- **Task description**:
Reproduce each of the following lines verbatim, in the order given.
***** Excerpted records
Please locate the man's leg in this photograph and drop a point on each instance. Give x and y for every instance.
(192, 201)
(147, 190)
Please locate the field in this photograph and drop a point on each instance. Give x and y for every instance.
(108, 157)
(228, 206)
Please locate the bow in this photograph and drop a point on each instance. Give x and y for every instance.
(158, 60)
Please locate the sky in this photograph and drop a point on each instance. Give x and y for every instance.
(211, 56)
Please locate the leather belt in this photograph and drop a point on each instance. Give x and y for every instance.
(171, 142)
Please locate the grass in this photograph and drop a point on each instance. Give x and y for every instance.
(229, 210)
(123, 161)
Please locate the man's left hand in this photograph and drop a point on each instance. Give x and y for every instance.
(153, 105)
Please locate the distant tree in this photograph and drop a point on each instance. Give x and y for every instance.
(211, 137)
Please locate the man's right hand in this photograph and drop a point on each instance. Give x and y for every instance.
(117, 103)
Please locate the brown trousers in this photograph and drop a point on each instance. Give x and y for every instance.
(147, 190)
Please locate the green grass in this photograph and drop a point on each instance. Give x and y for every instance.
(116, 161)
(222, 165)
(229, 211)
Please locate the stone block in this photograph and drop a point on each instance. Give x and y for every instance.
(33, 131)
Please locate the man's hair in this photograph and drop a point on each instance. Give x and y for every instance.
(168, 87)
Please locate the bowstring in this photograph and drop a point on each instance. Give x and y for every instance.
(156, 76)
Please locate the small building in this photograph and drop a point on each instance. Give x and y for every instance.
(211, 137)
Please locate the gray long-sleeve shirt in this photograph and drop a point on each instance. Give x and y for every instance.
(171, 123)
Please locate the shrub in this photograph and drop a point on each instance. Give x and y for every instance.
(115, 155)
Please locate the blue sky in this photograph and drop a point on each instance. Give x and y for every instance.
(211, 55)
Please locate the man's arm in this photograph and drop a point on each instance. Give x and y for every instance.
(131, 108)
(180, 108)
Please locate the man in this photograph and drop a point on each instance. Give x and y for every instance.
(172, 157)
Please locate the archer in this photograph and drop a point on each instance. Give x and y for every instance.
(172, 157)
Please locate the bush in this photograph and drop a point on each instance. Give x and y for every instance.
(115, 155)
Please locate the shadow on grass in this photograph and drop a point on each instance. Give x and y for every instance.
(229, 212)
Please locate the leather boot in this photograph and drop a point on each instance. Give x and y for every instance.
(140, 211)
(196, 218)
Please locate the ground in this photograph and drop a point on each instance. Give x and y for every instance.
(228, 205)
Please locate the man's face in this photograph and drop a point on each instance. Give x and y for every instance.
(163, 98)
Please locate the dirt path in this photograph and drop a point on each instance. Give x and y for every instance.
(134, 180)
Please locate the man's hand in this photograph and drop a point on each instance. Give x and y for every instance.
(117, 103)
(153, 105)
**********
- **Written answer**:
Please locate the man's leg in this photograph and drop a point on each instance. Give x and y for every instance.
(192, 201)
(147, 190)
Please locate the field in this photograph and drop a point on each instance. Give x and y for every instance.
(108, 157)
(228, 206)
Please locate the bow in this photograph and drop a point on each instance. Give x and y for every instance.
(158, 60)
Please locate the sky in this photograph and drop a point on each instance. Give x and y for every instance.
(211, 56)
Please locate the leather belt in this photograph and drop a point on each instance. Give x and y for every instance.
(171, 142)
Please locate the grass in this photograph and drop a point on each instance. Give x and y for every instance.
(229, 210)
(123, 161)
Please locate the man's left hand in this photograph and drop a point on each instance. Give x and y for every instance.
(153, 105)
Please locate the distant tree in this photograph and drop a point on each instance. Give x and y for every instance.
(211, 137)
Please locate the man's right hand in this photograph and drop a point on each instance. Give x and y for every instance.
(117, 103)
Please locate the brown trousers in this photograph and drop a point on each instance. Give x and y for every instance.
(147, 190)
Please locate the green grass in this photograph and drop a point on each instance. Give x and y for every instance.
(116, 161)
(222, 165)
(229, 211)
Please locate the stone block in this photograph and drop a point on each instance. Give x and y for every instance.
(33, 131)
Please locate the man's hair in this photograph and drop a point on each instance. Give x and y for every instance.
(168, 87)
Please locate the bowstring in this photograph and drop a point on each instance. Give x and y for every instance.
(156, 76)
Please locate the small building in this photograph and drop a point on each instance. Give x and y for every instance.
(211, 137)
Please locate the gray long-sleeve shirt in this photograph and drop a point on each instance. Give x and y for every instance.
(171, 123)
Please locate the shrub in this photograph and drop a point on each instance. Give x and y for every instance.
(115, 155)
Please locate the blue sky in this photograph and drop a point on each instance. Give x and y for every instance.
(211, 55)
Please locate the man's arm in this photograph and drop a point on each instance. Give x and y for every instance.
(131, 108)
(180, 108)
Please locate the man in this photograph and drop a point on each instance. Give x and y for every instance.
(172, 157)
Please locate the archer in this photograph and drop a point on each instance. Give x and y for every instance.
(172, 157)
Please locate the bush in this photograph and drop a point on each instance. Give x and y for every instance.
(115, 155)
Please locate the shadow on grass in this photograph and drop a point on each instance. Give x and y for every instance.
(229, 212)
Please locate the leather boot in this photograph and drop a point on each instance. Give x and y for every instance.
(140, 211)
(196, 218)
Please locate the ground in this photograph and drop a point on each instance. Give x and y for every instance.
(228, 205)
Please locate the man's face in this photograph and drop a point on each instance. Give x and y for every instance.
(163, 98)
Please locate the dirt path in this photograph and drop a point on each instance. Give x and y for every instance.
(134, 180)
Please locate the man's hand in this photograph and drop a point on each instance. Give x and y for every instance.
(117, 103)
(153, 105)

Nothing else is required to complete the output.